-- Begin --

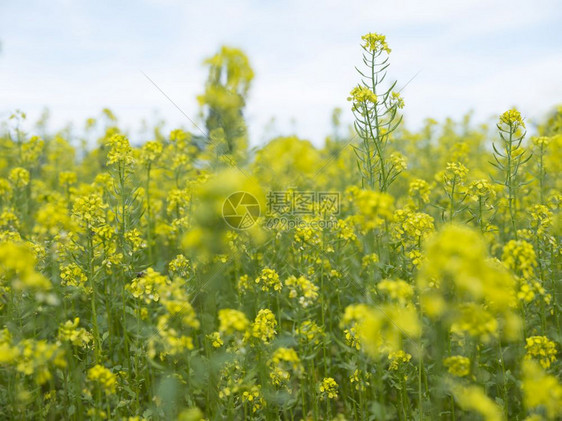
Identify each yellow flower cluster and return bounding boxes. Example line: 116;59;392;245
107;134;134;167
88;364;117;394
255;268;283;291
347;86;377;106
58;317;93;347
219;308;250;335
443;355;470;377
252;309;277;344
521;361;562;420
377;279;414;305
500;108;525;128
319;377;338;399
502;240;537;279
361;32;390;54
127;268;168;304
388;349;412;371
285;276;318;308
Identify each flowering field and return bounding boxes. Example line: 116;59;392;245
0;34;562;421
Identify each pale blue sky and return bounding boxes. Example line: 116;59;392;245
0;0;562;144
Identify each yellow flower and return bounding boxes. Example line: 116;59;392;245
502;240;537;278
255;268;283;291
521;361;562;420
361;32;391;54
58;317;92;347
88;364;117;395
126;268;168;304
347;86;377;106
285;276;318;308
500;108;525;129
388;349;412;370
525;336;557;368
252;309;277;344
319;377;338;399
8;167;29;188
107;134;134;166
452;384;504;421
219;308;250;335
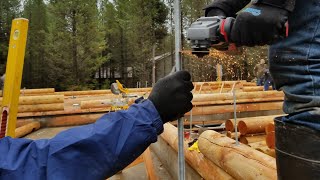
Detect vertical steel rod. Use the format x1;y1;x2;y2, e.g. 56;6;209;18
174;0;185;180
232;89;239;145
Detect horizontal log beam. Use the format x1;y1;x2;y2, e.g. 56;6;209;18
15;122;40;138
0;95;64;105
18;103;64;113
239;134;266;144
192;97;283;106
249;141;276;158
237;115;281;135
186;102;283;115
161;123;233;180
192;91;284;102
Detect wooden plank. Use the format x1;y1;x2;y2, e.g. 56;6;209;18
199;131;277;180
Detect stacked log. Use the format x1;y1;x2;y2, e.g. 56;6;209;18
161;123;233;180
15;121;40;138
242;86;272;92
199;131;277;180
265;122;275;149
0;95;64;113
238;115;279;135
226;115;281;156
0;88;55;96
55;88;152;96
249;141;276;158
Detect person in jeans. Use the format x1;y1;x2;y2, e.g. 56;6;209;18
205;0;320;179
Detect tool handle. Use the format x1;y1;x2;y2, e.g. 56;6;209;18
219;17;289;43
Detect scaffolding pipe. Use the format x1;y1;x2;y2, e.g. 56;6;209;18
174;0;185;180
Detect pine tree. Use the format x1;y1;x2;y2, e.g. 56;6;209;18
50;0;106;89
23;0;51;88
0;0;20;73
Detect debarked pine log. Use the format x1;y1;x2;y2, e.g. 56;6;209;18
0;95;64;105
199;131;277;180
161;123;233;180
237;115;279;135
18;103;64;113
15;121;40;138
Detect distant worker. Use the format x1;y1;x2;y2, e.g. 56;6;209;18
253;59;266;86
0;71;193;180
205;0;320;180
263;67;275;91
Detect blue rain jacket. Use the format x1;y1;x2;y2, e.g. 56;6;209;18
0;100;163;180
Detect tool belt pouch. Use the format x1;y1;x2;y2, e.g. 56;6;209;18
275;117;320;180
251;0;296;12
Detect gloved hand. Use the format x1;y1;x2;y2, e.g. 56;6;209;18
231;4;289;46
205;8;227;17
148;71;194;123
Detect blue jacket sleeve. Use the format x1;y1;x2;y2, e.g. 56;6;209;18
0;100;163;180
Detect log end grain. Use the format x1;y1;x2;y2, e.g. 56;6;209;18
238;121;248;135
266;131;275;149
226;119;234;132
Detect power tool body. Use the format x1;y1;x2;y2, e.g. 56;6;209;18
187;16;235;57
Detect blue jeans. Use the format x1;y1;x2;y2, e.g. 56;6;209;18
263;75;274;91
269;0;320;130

-- End --
-- Begin --

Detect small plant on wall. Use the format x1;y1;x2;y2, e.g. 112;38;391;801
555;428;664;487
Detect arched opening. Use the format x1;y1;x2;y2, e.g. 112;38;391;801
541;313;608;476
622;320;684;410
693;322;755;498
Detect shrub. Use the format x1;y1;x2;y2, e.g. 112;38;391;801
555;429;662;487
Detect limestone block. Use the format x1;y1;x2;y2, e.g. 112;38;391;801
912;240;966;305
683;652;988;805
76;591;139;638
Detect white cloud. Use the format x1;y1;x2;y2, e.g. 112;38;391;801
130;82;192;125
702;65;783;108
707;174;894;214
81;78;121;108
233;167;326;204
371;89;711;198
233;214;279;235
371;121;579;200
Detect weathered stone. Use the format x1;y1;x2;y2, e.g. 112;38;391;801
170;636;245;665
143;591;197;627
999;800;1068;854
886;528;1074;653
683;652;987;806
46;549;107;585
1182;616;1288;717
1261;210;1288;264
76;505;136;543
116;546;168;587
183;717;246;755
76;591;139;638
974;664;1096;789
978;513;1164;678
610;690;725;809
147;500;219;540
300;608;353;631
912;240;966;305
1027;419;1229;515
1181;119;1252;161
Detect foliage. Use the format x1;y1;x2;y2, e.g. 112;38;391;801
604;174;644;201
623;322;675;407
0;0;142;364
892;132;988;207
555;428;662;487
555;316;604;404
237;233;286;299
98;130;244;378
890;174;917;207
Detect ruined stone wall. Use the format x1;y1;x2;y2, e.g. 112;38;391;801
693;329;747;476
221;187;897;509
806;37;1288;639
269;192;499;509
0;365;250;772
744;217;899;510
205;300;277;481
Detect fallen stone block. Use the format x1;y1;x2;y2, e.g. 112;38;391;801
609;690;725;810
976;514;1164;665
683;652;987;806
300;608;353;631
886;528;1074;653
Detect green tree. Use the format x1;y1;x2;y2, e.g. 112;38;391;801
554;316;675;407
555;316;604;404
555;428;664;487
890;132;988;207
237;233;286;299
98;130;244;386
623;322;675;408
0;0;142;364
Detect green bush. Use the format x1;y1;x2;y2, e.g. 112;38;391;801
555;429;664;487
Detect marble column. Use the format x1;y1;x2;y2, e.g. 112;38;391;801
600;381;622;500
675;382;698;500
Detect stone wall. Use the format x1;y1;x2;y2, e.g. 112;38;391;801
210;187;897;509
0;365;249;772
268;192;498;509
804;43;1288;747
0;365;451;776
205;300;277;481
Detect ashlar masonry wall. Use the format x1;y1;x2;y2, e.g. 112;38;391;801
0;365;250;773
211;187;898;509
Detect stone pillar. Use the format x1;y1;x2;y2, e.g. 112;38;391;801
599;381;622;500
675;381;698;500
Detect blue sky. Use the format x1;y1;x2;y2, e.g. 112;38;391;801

-- End --
-- Begin --

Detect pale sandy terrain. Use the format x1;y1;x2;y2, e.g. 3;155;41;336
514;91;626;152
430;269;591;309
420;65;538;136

-- End --

#### Goal:
Copy the material without any changes, starting at the line that contains "Detect ruined stone" and ending at the line that contains "555;429;664;487", with both of those lines included.

#### Output of the task:
Detect ruined stone wall. Use the format x1;y1;x2;y2, e.g. 112;38;391;801
693;329;747;476
221;187;897;509
806;37;1288;639
269;192;499;509
0;365;250;772
744;217;899;510
205;300;277;481
Detect fallen stone block. Use the format x1;y1;x2;y2, e.g. 112;38;391;801
609;690;725;810
976;514;1164;665
683;652;987;806
300;608;353;631
886;528;1074;653
Detect green tree. Use the format x1;y1;x2;y2, e.g. 112;38;391;801
554;316;675;407
555;316;604;404
555;428;664;487
890;132;988;207
237;233;286;299
98;130;244;386
623;322;675;408
0;0;142;364
Detect green bush. Use the format x1;y1;x2;y2, e.g. 112;38;391;801
555;429;664;487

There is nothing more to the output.